## ТЕКСТ ДЛЯ ЧТЕНИЯ
=-=-=-=-=

Федор Иванович Кистер имел ученую степень доктора и был лектором немецкого и, кажется, даже и французского языка при московском университете. Он содержал пансион для мальчиков в Москве, и слава, или известность, его пансиона чуть ли не превосходила известности пансиона Чермака. И в самом деле, наружная его обстановка была виднее, показистее обстановки чермаковской. Пансион Кистера помещался в центре города, на Большой Дмитровке, в доме, который, кажется, принадлежит благородному собранию. Но главная суть состояла в том, что д-р Федор Иванович Кистер смотрел на свой пансион как на что-то придаточное, а не главное. Еще старшие классы, из которых поступали в университет, обращали на себя его внимание. Что же касается до младших и низших классов, то те были решительно предоставлены на произвол судьбы без всякого надзора. Отсутствие всякой заботы об низших классах, с одной стороны, а с другой стороны, страшная скупость и расчетливость — были причиною тому что в младших классах никогда не было своих гувернеров или надзирателей. Двадцать пять или тридцать мальчиков загонялись в класс и там оставались без присмотра, гувернеры же уходили для показа в старшие классы. В младший (мой) класс редко ходили и учителя, только посещал священник для преподавания закона Божия и сам Ф. Ив. Кистер для преподавания французского и немецкого языков. Других же учителей, по другим предметам, я что-то не припоминаю. И вот, значит, 9–10-летние мальчики, собранные из различных семейств и из различных слоев общества, соединялись вместе и оставлялись на большую часть дня без всякого присмотра. Понятно, что из этого могло произойти. Нет тех гадостей, нет того гнусного порока, которому бы не были научены вновь поступившие из отчего дома невинные мальчики.

Еженедельно по субботам я являлся в родительский дом и имел истинное удовольствие, после недельного заточения во враждебном для меня пансионе, провести полтора дня в нашем святом семейном кругу…

Явится вопрос, почему же я не был так откровенен, как братья, и не поведал родителям про порядки, существовавшие в моем пансионе, имея пример в братьях, которые ничего не скрывали от родителей?.. На это отвечу: что, во-первых, как я ни был мал и неразумен, но все-таки я соображал, что порядки, практикуемые в низшем классе пансиона Кистера, суть нехорошие порядки. А мне так хотелось подражать братьям и, в свою очередь, выставлять свой пансион в отличном виде, — ведь хвастовство присуще детям и не может быть поставлено на ряду с пороком обмана. А, во-вторых, про те дебоши, которые совершались между запертыми без всякого присмотра мальчишками, мне даже стыдно и совестно было рассказывать не только родителям, но даже и старшим братьям.

=-=-=-=-=

## ПЕРЕЧЕНЬ МАТЕРИАЛОВ

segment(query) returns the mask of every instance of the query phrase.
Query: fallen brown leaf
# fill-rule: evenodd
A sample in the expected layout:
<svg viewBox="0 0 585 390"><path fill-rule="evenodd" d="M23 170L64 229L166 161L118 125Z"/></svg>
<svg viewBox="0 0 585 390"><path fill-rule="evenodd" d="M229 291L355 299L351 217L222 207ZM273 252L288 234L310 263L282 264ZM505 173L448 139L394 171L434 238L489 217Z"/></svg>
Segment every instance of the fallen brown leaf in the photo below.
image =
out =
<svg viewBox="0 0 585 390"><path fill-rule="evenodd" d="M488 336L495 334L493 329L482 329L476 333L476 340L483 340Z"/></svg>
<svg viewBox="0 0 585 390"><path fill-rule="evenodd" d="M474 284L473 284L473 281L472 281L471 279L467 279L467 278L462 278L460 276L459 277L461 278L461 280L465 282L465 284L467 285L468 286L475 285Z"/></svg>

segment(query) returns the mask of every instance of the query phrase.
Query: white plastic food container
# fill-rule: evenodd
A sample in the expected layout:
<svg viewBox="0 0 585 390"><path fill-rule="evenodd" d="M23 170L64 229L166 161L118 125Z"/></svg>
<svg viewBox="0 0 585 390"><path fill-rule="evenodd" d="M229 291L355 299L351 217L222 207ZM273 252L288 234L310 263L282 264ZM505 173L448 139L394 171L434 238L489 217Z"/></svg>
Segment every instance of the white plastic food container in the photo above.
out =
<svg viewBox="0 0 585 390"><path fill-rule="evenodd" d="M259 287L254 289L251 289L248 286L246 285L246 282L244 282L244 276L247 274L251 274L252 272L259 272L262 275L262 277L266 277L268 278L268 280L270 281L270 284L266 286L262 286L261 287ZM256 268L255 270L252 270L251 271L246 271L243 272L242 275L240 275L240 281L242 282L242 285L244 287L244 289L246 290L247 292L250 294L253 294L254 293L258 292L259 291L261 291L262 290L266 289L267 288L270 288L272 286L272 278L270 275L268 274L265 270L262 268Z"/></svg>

=-=-=-=-=

## УСЛОВИЯ ЗАДАНИЯ
1 - Можете ли вы дословно переписать из текста о пансионе Кистера отрывок между словами «Явится вопрос, почему» и «и старшим братьям.» включительно?
2 - Продолжите текст о пансионе Кистера, начав сразу после его последней фразы.
Материалы здесь никакой роли не играют.

## ОТВЕТЫ ПО ЗАДАНИЯМ
1 -
Явится вопрос, почему же я не был так откровенен, как братья, и не поведал родителям про порядки, существовавшие в моем пансионе, имея пример в братьях, которые ничего не скрывали от родителей?.. На это отвечу: что, во-первых, как я ни был мал и неразумен, но все-таки я соображал, что порядки, практикуемые в низшем классе пансиона Кистера, суть нехорошие порядки. А мне так хотелось подражать братьям и, в свою очередь, выставлять свой пансион в отличном виде, — ведь хвастовство присуще детям и не может быть поставлено на ряду с пороком обмана. А, во-вторых, про те дебоши, которые совершались между запертыми без всякого присмотра мальчишками, мне даже стыдно и совестно было рассказывать не только родителям, но даже и старшим братьям.

2 -
Весь учебный 1835/1836 год я провел как в чаду. Имея столь впечатлительный для своих лет характер, я не вынес в своей памяти ни одного приятного впечатления; да и вообще все то, что было со мною в этот год, я решительно позабыл, все происшествия как будто заволоклись туманом, тогда как более ранние впечатления рисуются в моей памяти очень рельефно. Я не помню за весь год, чтобы на меня было обращено хоть какое-нибудь внимание, чтобы хоть один из учителей задал урок собственно мне или спросил меня выученное. Ежели я что-либо приобрел за этот год, то это во французском и немецком языках. Эти предметы, как я выше упомянул, преподавал сам Кистер и преподавал очень хорошо. Тогда только что вошла в употребление метода с картинками: на печатных раскрашенных картинах, наклеенных на картонные листы, изображались различные предметы, а равно животные и птицы, и к ним принадлежали печатные рассказы на французском, немецком и русском языках, различные признаки и свойства нарисованных на картинах предметов. Эти признаки и свойства разнообразились и дополнялись самим преподавателем, и мы прямо в классе, без всякого урока и приготовления, занимались практическими рассказами про различные предметы на французском и немецком языках и заучивали это наизусть. Вот это только и осталось у меня в памяти.